PROBLEMS
1 > From the green infrastructure passage, list every source that it names for the escalating pressures on cities and towns.
2 > Write the next part of the passage on green infrastructure, picking up after its final sentence.

READING PASSAGE
They outline how integrated approaches for managing landscape value within the built environment can leverage existing resources and enhance design responses to broader challenges of urban sustainability and climate change adaptation.
About Green Infrastructure
The term ‘green infrastructure’ describes the network of natural landscape assets which underpin the economic, socio-cultural and environmental functionality of our cities and towns – i.e. the green spaces and water systems which intersperse, connect and provide vital life support for humans and other species within our urban environments.
Individual components of this environmental network are sometimes referred to as ‘green infrastructure assets’, and these occur across a range of landscape scales – from residential gardens to local parks & housing estates, streetscapes & highway verges, services & communications corridors, waterways & regional recreation areas etc.
The Value of Green Infrastructure
Human settlements are complex, evolving social-ecological systems which are dependent on the health of their associated natural environments for ongoing sustainability.
Our cities and towns are currently the focus of intensive efforts to reduce resource use and maximize efficiency, in response to escalating social, environmental and economic pressures from global development, urbanization, population growth and climate change.
How green infrastructure assets are managed, at both local and regional scales, can significantly influence the effectiveness of our responses to such challenges.

DATA LINES
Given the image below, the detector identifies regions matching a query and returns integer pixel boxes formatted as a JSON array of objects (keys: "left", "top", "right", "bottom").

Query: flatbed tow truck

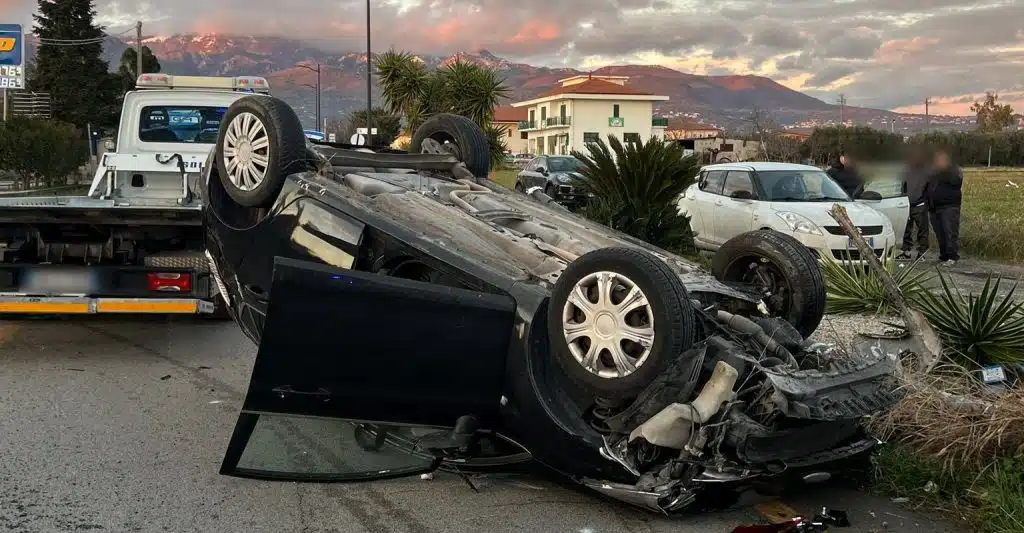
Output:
[{"left": 0, "top": 74, "right": 269, "bottom": 316}]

ANSWERS BY TASK
1 > global development, urbanization, population growth, climate change

2 >
Green infrastructure is fundamentally different from other aspects of built infrastructure, in that it has the unique, inherent capacity to enhance and regenerate natural resources, rather than simply minimize the damage to environmental systems.
When existing landscape assets are strategically connected and managed in an integrated manner within and beyond settlement boundaries, this regenerative capacity increases exponentially.
The Challenge
There is an urgent need to develop new design and management solutions for our built environments which increase their capacity to adapt and respond to change, including strategies which aim to proactively leverage landscape performance.
Green infrastructure strategies provide a framework for more holistic planning, design and monitoring of the complex interactions between the (non-regenerative) built form and the environment within which it is situated – in order to enhance the performance of both, and to enable human settlements to function as integral components of larger landscape processes affecting energy, water, carbon and biodiversity.
Addressing the Landscape Principles
1. value our landscape
Articulate the central function of landscape within the urban ecosystem, and develop collaborative policy and planning strategies for valuing, measuring and monitoring urban landscape performance within the context of an integrated “green infrastructure” framework.
2. protect, enhance, regenerate
Green infrastructure planning and management approaches should incorporate innovative, measurable strategies to:
Protect & reconnect existing environmental features and ecosystem processes.
Enhance existing natural resources in a creative, sustainable manner.
Regenerate lost or damaged ecosystem services.
3. design with respect
Green infrastructure within the urban environment should:
Be planned and managed with regard to existing community values and expectations,
Be measurably responsive to existing environmental, socio-cultural and economic conditions,
Demonstrate respect for local, regional and global context.
4. design for the future
Green infrastructure policy, design and management approaches should adopt decision-making processes which increase resilience within our built environments.
Improving the capacity of the urban fabric to adapt and respond to the possibility of future change enhances environmental, socio-cultural and economic outcomes for future generations.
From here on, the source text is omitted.